What is expected: Can you copy the lines of the listing below exactly, starting at the line that contains "task: outline the faucet base" and ending at the final line of the listing, with both of those lines included?

[Data listing]
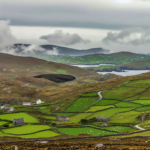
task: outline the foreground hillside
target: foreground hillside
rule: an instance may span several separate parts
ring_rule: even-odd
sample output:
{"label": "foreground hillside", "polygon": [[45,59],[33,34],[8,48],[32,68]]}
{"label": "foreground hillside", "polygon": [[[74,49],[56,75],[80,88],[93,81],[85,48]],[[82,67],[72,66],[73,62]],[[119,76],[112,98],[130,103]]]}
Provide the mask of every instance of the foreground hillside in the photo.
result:
{"label": "foreground hillside", "polygon": [[[42,99],[45,103],[35,105],[35,101],[31,100],[29,106],[18,106],[14,99],[10,105],[15,108],[13,112],[1,110],[0,136],[9,137],[9,140],[14,140],[11,137],[16,137],[16,140],[62,139],[66,136],[106,136],[111,139],[146,137],[150,129],[147,125],[150,115],[149,88],[150,73],[91,84],[41,89],[39,96],[47,96],[47,101]],[[97,94],[100,91],[102,99]],[[33,95],[30,97],[32,99]],[[57,121],[57,115],[68,116],[69,120]],[[97,116],[107,117],[109,121],[99,122]],[[12,123],[13,118],[22,117],[28,124],[18,126]],[[135,125],[146,130],[140,131]]]}

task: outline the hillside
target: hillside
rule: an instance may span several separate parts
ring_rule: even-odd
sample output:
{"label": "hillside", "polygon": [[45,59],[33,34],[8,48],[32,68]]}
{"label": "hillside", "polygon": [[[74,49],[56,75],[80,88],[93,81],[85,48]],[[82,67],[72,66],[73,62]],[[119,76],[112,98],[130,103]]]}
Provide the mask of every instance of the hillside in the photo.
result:
{"label": "hillside", "polygon": [[128,64],[137,61],[150,60],[149,55],[136,54],[131,52],[118,52],[111,54],[94,54],[86,56],[64,56],[64,55],[23,55],[22,56],[31,56],[47,61],[53,61],[57,63],[64,64]]}

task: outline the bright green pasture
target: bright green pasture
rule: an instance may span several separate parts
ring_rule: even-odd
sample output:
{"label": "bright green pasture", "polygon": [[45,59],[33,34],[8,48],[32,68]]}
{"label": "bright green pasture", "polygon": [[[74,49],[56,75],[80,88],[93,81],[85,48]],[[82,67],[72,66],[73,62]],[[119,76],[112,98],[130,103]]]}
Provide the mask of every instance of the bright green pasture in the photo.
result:
{"label": "bright green pasture", "polygon": [[71,116],[73,115],[74,113],[52,113],[52,115],[58,115],[58,116]]}
{"label": "bright green pasture", "polygon": [[41,130],[50,129],[51,127],[48,125],[23,125],[20,127],[3,129],[5,133],[11,134],[29,134]]}
{"label": "bright green pasture", "polygon": [[141,112],[137,111],[129,111],[124,113],[118,113],[112,117],[110,117],[110,123],[138,123],[139,120],[137,117],[141,114]]}
{"label": "bright green pasture", "polygon": [[6,123],[8,123],[8,122],[7,121],[0,121],[0,126],[4,125]]}
{"label": "bright green pasture", "polygon": [[[57,132],[51,131],[51,130],[47,130],[47,131],[41,131],[38,133],[34,133],[34,134],[28,134],[28,135],[19,135],[16,137],[21,137],[21,138],[48,138],[48,137],[54,137],[54,136],[58,136],[61,135]],[[15,137],[15,135],[14,135]]]}
{"label": "bright green pasture", "polygon": [[89,115],[91,115],[92,113],[78,113],[74,116],[71,116],[69,119],[69,123],[78,123],[81,121],[81,119],[85,119],[86,117],[88,117]]}
{"label": "bright green pasture", "polygon": [[65,112],[80,112],[88,109],[93,102],[97,101],[98,97],[82,97],[78,98],[70,105]]}
{"label": "bright green pasture", "polygon": [[62,133],[68,134],[68,135],[79,135],[82,133],[89,134],[91,136],[103,136],[103,135],[110,135],[110,134],[117,134],[116,132],[111,132],[111,131],[105,131],[105,130],[100,130],[100,129],[95,129],[92,127],[60,127],[58,128],[59,131]]}
{"label": "bright green pasture", "polygon": [[86,117],[88,117],[89,115],[91,115],[92,113],[78,113],[74,116],[69,117],[68,121],[53,121],[57,124],[61,124],[61,123],[78,123],[81,121],[81,119],[85,119]]}
{"label": "bright green pasture", "polygon": [[57,72],[59,72],[59,73],[66,73],[66,72],[67,72],[67,70],[59,69],[59,70],[57,70]]}
{"label": "bright green pasture", "polygon": [[127,83],[125,86],[135,86],[135,87],[147,88],[150,86],[150,79],[131,81],[131,82]]}
{"label": "bright green pasture", "polygon": [[[103,98],[107,99],[125,99],[127,97],[134,96],[136,94],[140,94],[143,92],[145,89],[143,88],[133,88],[133,87],[118,87],[114,90],[109,90],[106,92],[102,92]],[[131,92],[129,92],[131,91]]]}
{"label": "bright green pasture", "polygon": [[90,118],[93,118],[93,117],[97,117],[97,116],[111,117],[111,116],[113,116],[116,113],[123,112],[123,111],[129,111],[131,109],[133,109],[133,108],[110,108],[110,109],[107,109],[107,110],[95,112],[91,116],[87,117],[87,119],[90,119]]}
{"label": "bright green pasture", "polygon": [[131,127],[126,127],[126,126],[108,126],[108,127],[100,127],[101,129],[107,129],[110,131],[118,131],[118,132],[126,132],[130,131],[132,128]]}
{"label": "bright green pasture", "polygon": [[136,108],[135,110],[144,111],[144,110],[148,110],[148,109],[150,109],[150,105],[149,106],[142,106],[142,107]]}
{"label": "bright green pasture", "polygon": [[113,105],[109,105],[109,106],[92,106],[90,107],[90,109],[86,110],[85,112],[93,112],[93,111],[98,111],[98,110],[103,110],[103,109],[107,109],[107,108],[111,108],[114,107]]}
{"label": "bright green pasture", "polygon": [[140,95],[139,99],[150,99],[150,89],[146,90]]}
{"label": "bright green pasture", "polygon": [[133,134],[129,134],[129,135],[123,135],[123,136],[119,136],[118,138],[133,137],[133,136],[150,136],[150,131],[143,131],[143,132],[140,132],[140,133],[133,133]]}
{"label": "bright green pasture", "polygon": [[142,105],[135,104],[135,103],[129,103],[129,102],[119,102],[115,104],[116,107],[140,107]]}
{"label": "bright green pasture", "polygon": [[139,95],[136,95],[136,96],[133,96],[133,97],[130,97],[130,98],[126,98],[124,99],[125,101],[133,101],[133,100],[137,100],[139,98]]}
{"label": "bright green pasture", "polygon": [[15,126],[13,123],[9,123],[8,125],[9,125],[9,127]]}
{"label": "bright green pasture", "polygon": [[24,119],[24,122],[29,122],[29,123],[38,123],[39,122],[36,118],[34,118],[26,113],[22,113],[22,112],[0,115],[0,119],[6,119],[6,120],[11,120],[11,121],[13,121],[14,118],[18,119],[18,118],[22,118],[22,117]]}
{"label": "bright green pasture", "polygon": [[81,96],[97,96],[96,92],[92,92],[92,93],[84,93]]}
{"label": "bright green pasture", "polygon": [[37,117],[42,117],[46,119],[56,119],[56,116],[37,115]]}
{"label": "bright green pasture", "polygon": [[50,108],[49,107],[40,107],[38,110],[42,113],[48,114],[50,113]]}
{"label": "bright green pasture", "polygon": [[150,105],[150,100],[136,100],[132,102],[143,104],[143,105]]}
{"label": "bright green pasture", "polygon": [[119,102],[119,101],[117,101],[117,100],[101,99],[100,101],[98,101],[94,105],[111,105],[111,104],[114,104],[114,103],[117,103],[117,102]]}

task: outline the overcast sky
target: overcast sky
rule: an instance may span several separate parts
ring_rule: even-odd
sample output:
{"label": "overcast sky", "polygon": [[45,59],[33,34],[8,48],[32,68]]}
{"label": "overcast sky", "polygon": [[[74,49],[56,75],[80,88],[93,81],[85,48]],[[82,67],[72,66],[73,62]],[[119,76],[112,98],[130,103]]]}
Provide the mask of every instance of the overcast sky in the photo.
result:
{"label": "overcast sky", "polygon": [[0,0],[0,45],[150,52],[150,0]]}

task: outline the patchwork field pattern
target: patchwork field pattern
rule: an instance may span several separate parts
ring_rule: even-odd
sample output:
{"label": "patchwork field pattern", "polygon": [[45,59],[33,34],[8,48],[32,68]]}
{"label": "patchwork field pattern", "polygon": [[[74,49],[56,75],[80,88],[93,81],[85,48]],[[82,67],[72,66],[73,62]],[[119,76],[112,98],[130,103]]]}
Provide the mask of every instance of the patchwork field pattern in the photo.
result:
{"label": "patchwork field pattern", "polygon": [[36,118],[28,115],[27,113],[11,113],[11,114],[0,115],[0,119],[13,121],[14,118],[15,119],[23,118],[24,122],[29,122],[29,123],[38,123],[39,122]]}
{"label": "patchwork field pattern", "polygon": [[11,134],[29,134],[34,133],[41,130],[50,129],[51,127],[48,125],[23,125],[20,127],[3,129],[2,131],[5,133]]}
{"label": "patchwork field pattern", "polygon": [[96,129],[92,127],[60,127],[59,131],[68,135],[79,135],[79,134],[89,134],[91,136],[103,136],[103,135],[111,135],[117,134],[117,132],[105,131],[101,129]]}

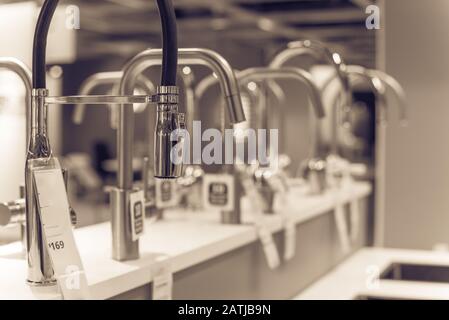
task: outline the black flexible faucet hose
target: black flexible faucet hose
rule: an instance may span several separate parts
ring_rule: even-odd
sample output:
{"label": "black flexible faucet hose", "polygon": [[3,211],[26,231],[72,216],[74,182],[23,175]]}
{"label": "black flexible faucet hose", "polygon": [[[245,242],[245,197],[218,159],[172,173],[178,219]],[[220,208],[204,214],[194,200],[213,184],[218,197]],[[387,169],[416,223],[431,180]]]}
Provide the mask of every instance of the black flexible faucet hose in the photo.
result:
{"label": "black flexible faucet hose", "polygon": [[45,0],[39,13],[33,42],[33,88],[46,87],[45,51],[47,49],[47,35],[50,23],[59,0]]}
{"label": "black flexible faucet hose", "polygon": [[[39,13],[33,43],[33,88],[45,88],[47,35],[59,0],[46,0]],[[157,0],[162,25],[162,86],[176,85],[178,39],[176,15],[171,0]]]}
{"label": "black flexible faucet hose", "polygon": [[162,26],[161,86],[175,86],[178,66],[178,34],[172,0],[157,0]]}

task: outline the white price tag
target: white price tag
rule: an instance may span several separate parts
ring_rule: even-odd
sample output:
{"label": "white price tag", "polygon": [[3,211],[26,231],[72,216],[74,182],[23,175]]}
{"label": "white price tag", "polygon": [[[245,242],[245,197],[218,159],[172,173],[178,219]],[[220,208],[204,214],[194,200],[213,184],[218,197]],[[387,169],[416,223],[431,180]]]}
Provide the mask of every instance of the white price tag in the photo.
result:
{"label": "white price tag", "polygon": [[145,232],[145,196],[143,190],[133,192],[129,195],[129,206],[131,215],[131,236],[136,241]]}
{"label": "white price tag", "polygon": [[156,178],[156,207],[165,209],[178,204],[175,179]]}
{"label": "white price tag", "polygon": [[284,260],[291,260],[296,251],[296,224],[284,216]]}
{"label": "white price tag", "polygon": [[260,195],[260,193],[257,192],[256,185],[255,185],[254,181],[251,180],[249,177],[243,176],[241,183],[242,183],[243,190],[245,191],[245,194],[250,199],[251,206],[252,206],[253,210],[255,212],[257,212],[258,215],[262,216],[263,208],[262,208],[261,203],[264,200],[262,199],[262,196]]}
{"label": "white price tag", "polygon": [[346,223],[345,208],[342,203],[337,203],[334,210],[335,223],[337,226],[338,239],[343,253],[347,254],[351,251],[349,241],[348,225]]}
{"label": "white price tag", "polygon": [[360,233],[360,207],[359,200],[354,199],[349,204],[349,215],[350,215],[350,223],[351,223],[351,241],[357,241]]}
{"label": "white price tag", "polygon": [[257,233],[262,243],[268,267],[270,269],[278,268],[279,265],[281,264],[281,259],[279,258],[279,252],[277,250],[276,244],[274,243],[272,233],[264,225],[258,226]]}
{"label": "white price tag", "polygon": [[173,273],[169,260],[157,263],[152,268],[153,300],[172,300]]}
{"label": "white price tag", "polygon": [[206,174],[203,180],[203,205],[206,210],[233,211],[235,186],[231,174]]}
{"label": "white price tag", "polygon": [[64,299],[88,299],[89,291],[70,222],[64,178],[56,158],[33,169],[36,199],[44,238]]}

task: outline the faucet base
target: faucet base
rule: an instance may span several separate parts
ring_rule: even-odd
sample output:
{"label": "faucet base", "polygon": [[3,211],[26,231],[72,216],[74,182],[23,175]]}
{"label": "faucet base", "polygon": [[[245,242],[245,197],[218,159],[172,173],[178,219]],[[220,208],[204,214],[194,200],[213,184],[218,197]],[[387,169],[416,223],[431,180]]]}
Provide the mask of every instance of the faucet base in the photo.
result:
{"label": "faucet base", "polygon": [[117,261],[139,259],[139,240],[131,234],[130,195],[135,190],[111,188],[112,258]]}
{"label": "faucet base", "polygon": [[241,214],[239,211],[222,211],[221,212],[222,224],[241,224]]}

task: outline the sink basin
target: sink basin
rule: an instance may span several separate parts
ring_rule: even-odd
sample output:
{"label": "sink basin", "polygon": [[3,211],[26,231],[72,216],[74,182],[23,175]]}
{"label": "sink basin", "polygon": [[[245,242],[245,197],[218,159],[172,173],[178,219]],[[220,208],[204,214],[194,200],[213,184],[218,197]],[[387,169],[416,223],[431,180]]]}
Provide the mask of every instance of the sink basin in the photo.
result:
{"label": "sink basin", "polygon": [[449,266],[392,263],[380,279],[449,283]]}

Written reply:
task: outline the faucet base
target: faucet base
rule: an instance may span several separate parts
ring_rule: even-odd
sample output:
{"label": "faucet base", "polygon": [[3,211],[26,231],[72,216],[74,182],[23,175]]}
{"label": "faucet base", "polygon": [[[245,242],[245,197],[218,159],[172,173],[178,219]],[[220,208],[204,214],[194,200],[213,184],[218,197]],[[387,169],[416,223],[431,180]]]}
Provide the mask of every instance of the faucet base in the photo.
result:
{"label": "faucet base", "polygon": [[117,261],[139,259],[139,240],[131,234],[130,195],[135,190],[111,188],[112,258]]}
{"label": "faucet base", "polygon": [[241,214],[239,211],[222,211],[221,212],[222,224],[241,224]]}

task: outline the sink basin
target: sink basin
rule: an instance may span several separate parts
ring_rule: even-odd
sample output:
{"label": "sink basin", "polygon": [[3,211],[26,231],[72,216],[74,182],[23,175]]}
{"label": "sink basin", "polygon": [[[245,242],[245,197],[218,159],[172,173],[178,219]],[[220,208],[204,214],[194,200],[213,184],[218,197]],[[387,169],[416,223],[431,180]]]}
Provide the mask of every instance of the sink basin in the photo.
result:
{"label": "sink basin", "polygon": [[449,266],[392,263],[380,279],[449,283]]}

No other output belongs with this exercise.